== Text passage ==

Yes, it was a difficult track to bat on – extremely difficult. The boundaries were hard to come by, Harbhajan was turning the ball square, and the track assisted in keeping the ball slow and low.

Having said that, it was disappointing to see the lack of in-game assessment from the players in the top order. If Harbhajan was the chief tormentor from one end, we should not forget it was Deepak Chahar who was bowling from the other – someone the RCB top order should’ve done better against. To emphasise the poor nature of the approach, Virat and Parthiv played out 9 dot balls in Chahar’s first two overs – totally unacceptable against a seamer on a track where scoring was not going to be free-flowing against the spinners. The dismissal of Virat Kohli itself, was less due to a batting error or a piece of bowling genius, and more owing to the pressure created by lack of strike rotation. This is a track where the senior/international players in the team should have lead by example, and perhaps realised that this was not a 160+ track, and hence should have adapted their game-plan accordingly.

Did we get the batting order right?

The importance of a no.6 in a T20 team is often under-appreciated. In our pre-tournament previews, we discussed extensively about this. In short, having a no.6 who can anchor the innings, allows the players above him to play with a degree of freedom. In case of a collapse, like was the case today, there will be an experienced hand who can reassess the balance of the game, and take the best route forward. The game today showed exactly why. All the big guns and the experienced hands were played, and RCB had Shivam Dube on his debut, and Colin De Grandhomme who is a finisher playing in an unfamiliar scenario. Imagine a situation where Parthiv with a Moeen Ali batting at no.6, had anchored the innings at a run-a-ball till the 15th over. This could have possibly allowed the finishers in the lineup to put the CSK bowlers under pressure in the last five overs. Certainly, a score of around 125 – 130 would have given the bowlers a fighting chance on a diabolical playing surface. A small change could have possibly made a big difference.

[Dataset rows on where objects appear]
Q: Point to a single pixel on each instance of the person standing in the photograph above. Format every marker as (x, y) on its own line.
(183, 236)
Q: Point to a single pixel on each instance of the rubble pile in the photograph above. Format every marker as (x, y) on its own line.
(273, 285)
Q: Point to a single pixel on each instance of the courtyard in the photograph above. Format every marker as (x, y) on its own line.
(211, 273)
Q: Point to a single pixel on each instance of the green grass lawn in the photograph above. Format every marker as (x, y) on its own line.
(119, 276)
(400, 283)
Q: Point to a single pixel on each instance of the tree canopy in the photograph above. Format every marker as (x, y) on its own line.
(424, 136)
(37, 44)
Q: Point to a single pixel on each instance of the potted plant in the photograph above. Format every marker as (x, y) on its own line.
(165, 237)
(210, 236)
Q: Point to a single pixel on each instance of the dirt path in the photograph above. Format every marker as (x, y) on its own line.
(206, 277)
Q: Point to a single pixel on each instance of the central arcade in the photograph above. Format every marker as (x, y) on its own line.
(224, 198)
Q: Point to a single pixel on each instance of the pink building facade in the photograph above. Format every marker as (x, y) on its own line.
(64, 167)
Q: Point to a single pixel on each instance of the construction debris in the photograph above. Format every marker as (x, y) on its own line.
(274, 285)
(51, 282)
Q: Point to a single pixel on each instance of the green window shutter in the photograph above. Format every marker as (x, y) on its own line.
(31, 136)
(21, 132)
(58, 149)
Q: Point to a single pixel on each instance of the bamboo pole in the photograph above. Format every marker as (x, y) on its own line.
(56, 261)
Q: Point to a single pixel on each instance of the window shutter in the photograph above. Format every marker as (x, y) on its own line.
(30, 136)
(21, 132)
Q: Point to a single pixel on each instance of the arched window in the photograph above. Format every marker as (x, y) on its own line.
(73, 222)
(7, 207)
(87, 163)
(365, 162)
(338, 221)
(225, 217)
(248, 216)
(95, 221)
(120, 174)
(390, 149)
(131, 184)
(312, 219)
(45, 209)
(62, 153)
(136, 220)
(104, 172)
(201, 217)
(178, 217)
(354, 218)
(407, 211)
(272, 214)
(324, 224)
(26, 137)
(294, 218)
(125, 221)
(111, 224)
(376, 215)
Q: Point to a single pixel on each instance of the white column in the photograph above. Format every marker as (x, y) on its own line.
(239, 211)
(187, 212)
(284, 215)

== Written tasks ==
**1.** In the cricket commentary, how many dot balls did Virat and Parthiv play out in Chahar's first two overs?
**2.** Transcribe the stretch of the cricket commentary from "Yes, it was" through "slow and low.".
**3.** Carry the cricket commentary forward by writing the part that follows its last sentence.

== Expected results ==
**1.** They played out 9 dot balls.

**2.**
Yes, it was a difficult track to bat on – extremely difficult. The boundaries were hard to come by, Harbhajan was turning the ball square, and the track assisted in keeping the ball slow and low.

**3.**
Lack of team chemistry 

One thing that CSK have done well over the years has been keeping their core together. It means that every player understands their role like the back of their hands. With RCB, the batting order was reshuffled from previous season, and there were two new players in the top 6. When that happens, the pressure is greater on the players to possibly adjust their mindset to know what is expected off each of them. Do they score quickly? Can they afford to take time? If the scoring rate is low by the end of the powerplay, can they trust their middle order to take the team to an above-par score? All these are questions that would have been running through the minds of the top three, while facing a daunting task of playing a CSK team in conditions of utmost familiarity to them. The runout of Shimron Hetmyer was a prime example of the necessity of developing team chemistry. The run out would not have happened, if the nerves were calmer, and that could only happen in an atmosphere that is familiar to you.

A rare positive – the powerplay bowling

On a night where there was hardly anything to cheer about, there was one obvious positive. Yes, the track assisted spinners, but one must have the quality to take advantage of it. We seldom see Chahal being used in the powerplay, and in this game perhaps it was out of desperation for wickets that we got to watch him bowl three overs inside the first six. What was impressive was that Chahal showed that he possesses the mindset required to bowl with fielding restrictions. Chahal is used to bowling with five fielders outside the 30-yard circle, and uses his variations, and the pressure created by virtue of the game situation, to lure the batsman into false shots. In this game, he had to perform a different function, and seeing him do that with competence augurs well for future games where the team might encounter similar conditions.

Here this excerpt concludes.